Texte choisi ▸
»»

A Contre Courant : Ils se foutent de notre gueule !




Chaque mois, le mensuel Alternative libertaire reproduit l’édito de la revue alsacienne À Contre Courant, qui de son côté reproduit l’édito d’AL. Pour contacter ces camarades : ACC, BP 2123, 68060 Mulhouse Cedex.


Qui ça ? Les patrons ? Sûrement ! Le gouvernement ? Bien sûr aussi. Mais ceux que nous visons aujourd’hui, ce sont “ nos ” dirigeants syndicaux.

Le 4 octobre dernier, ils ont une nouvelle fois organisé une “ journée d’action et de mobilisation ” contre la politique gouvernementale. Relativement bien suivie par les salariés, à en juger par le nombre de grévistes et de manifestants. Et qui, comme les précédentes, n’a abouti à rien. Si ce n’est à démontrer, une fois de plus, que la répétition de ce genre de journées ne peut, par son inefficacité, que conduire à la démobilisation progressive des salariés et, en définitive, à leur inaction. Du moins tant qu’on leur proposera d’agir et de se mobiliser dans de pareilles formes.

Au demeurant, on peut se demander si ce n’est pas là le but non avoué, parce qu’évidemment inavouable de cette forme d’action. Epuiser les travailleurs en de vaines "journées de mobilisation" pour émousser leur combativité. C’est là très exactement la tactique qu’ont utilisée les organisations syndicales, CGT en tête, au printemps 2003 pour dévoyer la mobilisation populaire contre le projet de réforme des retraites. Avec le "succès" que l’on sait.

««

Lignes fournies ▸
»»

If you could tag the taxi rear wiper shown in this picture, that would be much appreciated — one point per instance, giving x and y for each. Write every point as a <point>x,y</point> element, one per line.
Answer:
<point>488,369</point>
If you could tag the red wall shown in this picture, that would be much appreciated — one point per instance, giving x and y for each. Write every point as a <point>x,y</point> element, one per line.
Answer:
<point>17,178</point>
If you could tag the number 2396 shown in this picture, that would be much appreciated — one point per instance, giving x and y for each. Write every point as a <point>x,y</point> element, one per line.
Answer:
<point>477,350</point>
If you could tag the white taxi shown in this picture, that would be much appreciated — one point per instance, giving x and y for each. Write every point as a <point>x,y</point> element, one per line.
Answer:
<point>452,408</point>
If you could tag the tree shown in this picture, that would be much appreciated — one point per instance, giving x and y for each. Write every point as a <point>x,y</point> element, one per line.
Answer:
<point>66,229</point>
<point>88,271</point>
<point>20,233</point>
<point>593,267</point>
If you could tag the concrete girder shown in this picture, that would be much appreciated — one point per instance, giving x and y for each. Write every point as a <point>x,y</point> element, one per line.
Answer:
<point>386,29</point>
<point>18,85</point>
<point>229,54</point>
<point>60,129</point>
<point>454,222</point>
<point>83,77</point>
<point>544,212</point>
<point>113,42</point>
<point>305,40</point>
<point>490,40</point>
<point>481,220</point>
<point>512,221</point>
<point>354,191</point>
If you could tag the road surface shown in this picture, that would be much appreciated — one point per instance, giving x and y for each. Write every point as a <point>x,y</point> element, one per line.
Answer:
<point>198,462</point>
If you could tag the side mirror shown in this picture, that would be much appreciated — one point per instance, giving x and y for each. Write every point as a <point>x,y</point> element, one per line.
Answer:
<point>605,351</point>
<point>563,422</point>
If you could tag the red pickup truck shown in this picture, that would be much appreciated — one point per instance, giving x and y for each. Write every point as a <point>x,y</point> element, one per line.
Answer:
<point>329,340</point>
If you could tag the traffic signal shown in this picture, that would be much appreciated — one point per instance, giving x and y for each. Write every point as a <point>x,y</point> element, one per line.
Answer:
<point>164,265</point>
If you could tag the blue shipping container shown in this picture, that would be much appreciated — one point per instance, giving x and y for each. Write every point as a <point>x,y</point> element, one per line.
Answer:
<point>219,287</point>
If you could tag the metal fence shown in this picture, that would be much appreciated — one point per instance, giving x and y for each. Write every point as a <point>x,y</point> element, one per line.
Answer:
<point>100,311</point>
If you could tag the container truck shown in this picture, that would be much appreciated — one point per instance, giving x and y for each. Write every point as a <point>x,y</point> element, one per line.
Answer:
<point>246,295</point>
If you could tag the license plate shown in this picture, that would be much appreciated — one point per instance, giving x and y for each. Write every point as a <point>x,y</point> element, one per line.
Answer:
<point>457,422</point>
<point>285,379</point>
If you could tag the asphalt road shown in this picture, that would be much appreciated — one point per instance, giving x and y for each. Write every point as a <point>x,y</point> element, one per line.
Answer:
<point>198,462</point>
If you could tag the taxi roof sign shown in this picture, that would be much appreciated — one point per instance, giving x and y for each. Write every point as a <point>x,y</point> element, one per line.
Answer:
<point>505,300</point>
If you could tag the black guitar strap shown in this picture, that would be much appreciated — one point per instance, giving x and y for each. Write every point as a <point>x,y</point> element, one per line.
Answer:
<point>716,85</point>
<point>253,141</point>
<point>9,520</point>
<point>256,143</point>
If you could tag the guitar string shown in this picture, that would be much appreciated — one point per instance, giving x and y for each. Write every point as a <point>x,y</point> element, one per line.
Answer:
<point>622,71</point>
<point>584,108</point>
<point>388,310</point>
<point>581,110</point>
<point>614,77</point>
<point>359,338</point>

««

Exercices à traiter ▸
[a] Pour chacune des affirmations suivantes, indiquez par oui ou par non si elle concorde avec le texte choisi, en citant textuellement les mots qui tranchent. (i) La journée du 4 octobre visait la politique gouvernementale. (ii) La journée du 4 octobre a permis d’obtenir des résultats concrets. (iii) Le mensuel Alternative libertaire reproduit chaque mois l’édito de la revue À Contre Courant.
[b] Exprimez sous forme de liste JSON de chaînes les lignes fournies, de la ligne qui contient "If you could tag the traffic" jusqu’à celle qui contient "<point>256,143</point>", celle-ci comprise. Mettez une chaîne par ligne, omettez les lignes vides et ne rendez que ces lignes.
Le texte choisi et les lignes fournies proviennent de sources distinctes.

Réponses finales ▸
[a]
(i) Oui : « contre la politique gouvernementale ».
(ii) Non : « n’a abouti à rien ».
(iii) Oui : « Chaque mois, le mensuel Alternative libertaire reproduit l’édito de la revue alsacienne À Contre Courant ».

[b]
[
  "If you could tag the traffic signal shown in this picture, that would be much appreciated — one point per instance, giving x and y for each. Write every point as a <point>x,y</point> element, one per line.",
  "Answer:",
  "<point>164,265</point>",
  "If you could tag the blue shipping container shown in this picture, that would be much appreciated — one point per instance, giving x and y for each. Write every point as a <point>x,y</point> element, one per line.",
  "Answer:",
  "<point>219,287</point>",
  "If you could tag the metal fence shown in this picture, that would be much appreciated — one point per instance, giving x and y for each. Write every point as a <point>x,y</point> element, one per line.",
  "Answer:",
  "<point>100,311</point>",
  "If you could tag the container truck shown in this picture, that would be much appreciated — one point per instance, giving x and y for each. Write every point as a <point>x,y</point> element, one per line.",
  "Answer:",
  "<point>246,295</point>",
  "If you could tag the license plate shown in this picture, that would be much appreciated — one point per instance, giving x and y for each. Write every point as a <point>x,y</point> element, one per line.",
  "Answer:",
  "<point>457,422</point>",
  "<point>285,379</point>",
  "If you could tag the asphalt road shown in this picture, that would be much appreciated — one point per instance, giving x and y for each. Write every point as a <point>x,y</point> element, one per line.",
  "Answer:",
  "<point>198,462</point>",
  "If you could tag the taxi roof sign shown in this picture, that would be much appreciated — one point per instance, giving x and y for each. Write every point as a <point>x,y</point> element, one per line.",
  "Answer:",
  "<point>505,300</point>",
  "If you could tag the black guitar strap shown in this picture, that would be much appreciated — one point per instance, giving x and y for each. Write every point as a <point>x,y</point> element, one per line.",
  "Answer:",
  "<point>716,85</point>",
  "<point>253,141</point>",
  "<point>9,520</point>",
  "<point>256,143</point>"
]